▸ **ACTIVITIES**
• A. Answer these questions about the equation-solving thread, one per line:
(i) Which values of x does the post calling the equation "somewhat ambiguous" arrive at?
(ii) After checking in the original equation, which value does Dan say is the only solution?
(iii) Which two conditions does the last post require before solving the equation?
• B. Extract the passage of the equation-solving thread starting at "Now square both" and ending at "is a solution.".

Top of EXCERPT PROVIDED

1. ## Solve Equation

Solve:

$x-{\sqrt{x+4}}=2$

2. This equation is somewhat ambiguous.

$x-\sqrt{x+4}=2$ becomes $x^2-x+4=4$ which becomes $x^2=x$ so therefore, x must be equal to 1 or 0

that's the way I would have done it. This isn't certain though. Can we get clarification?

3. Originally Posted by acevipa
Solve:

$x-{\sqrt{x+4}}=2$
Isolate the square root:
$-\sqrt{x + 4} = -x + 2$

Now square both sides:
$x + 4 = (-x + 2)^2 = x^2 - 4x + 4$

$0 = x^2 - 5x$

$0 = x(x - 5)$

So x = 0 or x = 5. Always check these in your original equation. I get that only the x = 5 is a solution.

-Dan

4. Originally Posted by mrbuttersworth
This equation is somewhat ambiguous.

$x-\sqrt{x+4}=2$ becomes $x^2-x+4=4$ which becomes $x^2=x$ so therefore, x must be equal to 1 or 0

that's the way I would have done it. This isn't certain though. Can we get clarification?
$(x - \sqrt{x + 4})^2 \neq x^2 - (\sqrt{x + 4})^2$

Make sure you FOIL these out so that you can see how they square. The general rule is
$(a \pm b)^2 = a^2 \pm 2ab + b^2$

-Dan

5. Originally Posted by acevipa
Solve:

$x-{\sqrt{x+4}}=2$
Before solving equations like this one, we require certain conditions:
• $x\ge-4.$
• $x\ge2.$

Hence, we require that $x\ge2.$ Now, by makin' the straightforward calculations we get $x^2-5x=0,$ which is Dan's result. From here $x=0$ or $x=5,$ but the answer must lie on $[2,\infty)$ (our requirement), so $x=5.$

Bottom of EXCERPT PROVIDED
Top of EXTRACTED RECORDS

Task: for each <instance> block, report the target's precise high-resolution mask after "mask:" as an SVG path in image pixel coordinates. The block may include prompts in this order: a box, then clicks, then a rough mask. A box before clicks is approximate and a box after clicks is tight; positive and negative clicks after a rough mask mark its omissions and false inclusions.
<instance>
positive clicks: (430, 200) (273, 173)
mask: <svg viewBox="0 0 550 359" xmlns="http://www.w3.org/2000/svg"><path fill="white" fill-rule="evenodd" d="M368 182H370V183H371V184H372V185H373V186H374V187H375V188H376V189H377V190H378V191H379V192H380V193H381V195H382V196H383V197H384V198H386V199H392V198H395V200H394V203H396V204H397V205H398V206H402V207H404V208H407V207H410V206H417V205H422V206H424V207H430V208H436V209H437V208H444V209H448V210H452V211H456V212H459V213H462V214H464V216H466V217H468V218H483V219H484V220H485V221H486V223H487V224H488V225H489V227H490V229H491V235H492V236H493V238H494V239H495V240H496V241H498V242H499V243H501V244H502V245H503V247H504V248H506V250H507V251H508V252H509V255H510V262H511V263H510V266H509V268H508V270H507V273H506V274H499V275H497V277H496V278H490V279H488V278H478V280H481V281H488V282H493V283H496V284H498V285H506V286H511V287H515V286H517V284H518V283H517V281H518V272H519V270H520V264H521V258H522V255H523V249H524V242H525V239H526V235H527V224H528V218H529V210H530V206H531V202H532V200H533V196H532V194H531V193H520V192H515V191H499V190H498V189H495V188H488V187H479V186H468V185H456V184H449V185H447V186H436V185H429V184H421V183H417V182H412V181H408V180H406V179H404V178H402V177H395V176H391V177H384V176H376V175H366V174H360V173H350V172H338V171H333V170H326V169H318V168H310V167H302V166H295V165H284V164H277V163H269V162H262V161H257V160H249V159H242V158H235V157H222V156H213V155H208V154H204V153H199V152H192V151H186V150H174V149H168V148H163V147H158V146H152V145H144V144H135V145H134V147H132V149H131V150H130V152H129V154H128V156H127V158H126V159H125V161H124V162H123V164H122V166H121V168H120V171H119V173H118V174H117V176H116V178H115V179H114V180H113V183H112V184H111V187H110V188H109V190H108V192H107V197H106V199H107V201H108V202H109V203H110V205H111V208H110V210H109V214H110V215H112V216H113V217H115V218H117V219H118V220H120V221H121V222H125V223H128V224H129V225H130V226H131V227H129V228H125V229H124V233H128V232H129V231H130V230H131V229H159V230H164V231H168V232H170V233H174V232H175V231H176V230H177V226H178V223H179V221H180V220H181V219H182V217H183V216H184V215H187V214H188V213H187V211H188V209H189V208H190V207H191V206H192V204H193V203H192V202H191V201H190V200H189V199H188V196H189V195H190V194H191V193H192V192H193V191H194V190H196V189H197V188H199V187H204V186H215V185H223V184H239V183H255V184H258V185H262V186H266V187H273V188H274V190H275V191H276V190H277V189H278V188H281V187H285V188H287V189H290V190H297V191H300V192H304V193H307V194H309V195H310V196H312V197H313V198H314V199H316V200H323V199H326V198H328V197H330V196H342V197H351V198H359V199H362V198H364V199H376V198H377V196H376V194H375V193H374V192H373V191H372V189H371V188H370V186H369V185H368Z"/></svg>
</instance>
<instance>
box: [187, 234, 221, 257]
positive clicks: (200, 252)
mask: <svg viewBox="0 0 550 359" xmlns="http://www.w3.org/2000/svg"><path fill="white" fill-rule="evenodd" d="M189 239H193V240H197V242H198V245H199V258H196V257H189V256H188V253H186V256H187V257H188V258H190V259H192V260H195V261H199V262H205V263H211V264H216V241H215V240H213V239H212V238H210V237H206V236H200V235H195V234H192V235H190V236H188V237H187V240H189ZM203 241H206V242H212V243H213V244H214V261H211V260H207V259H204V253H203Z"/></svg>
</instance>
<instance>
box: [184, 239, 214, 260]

Bottom of EXTRACTED RECORDS

▸ **EXERCISE RESPONSES**
• A.
(i) 1 or 0
(ii) x = 5
(iii) x ≥ −4 and x ≥ 2

• B.
Now square both sides:
$x + 4 = (-x + 2)^2 = x^2 - 4x + 4$

$0 = x^2 - 5x$

$0 = x(x - 5)$

So x = 0 or x = 5. Always check these in your original equation. I get that only the x = 5 is a solution.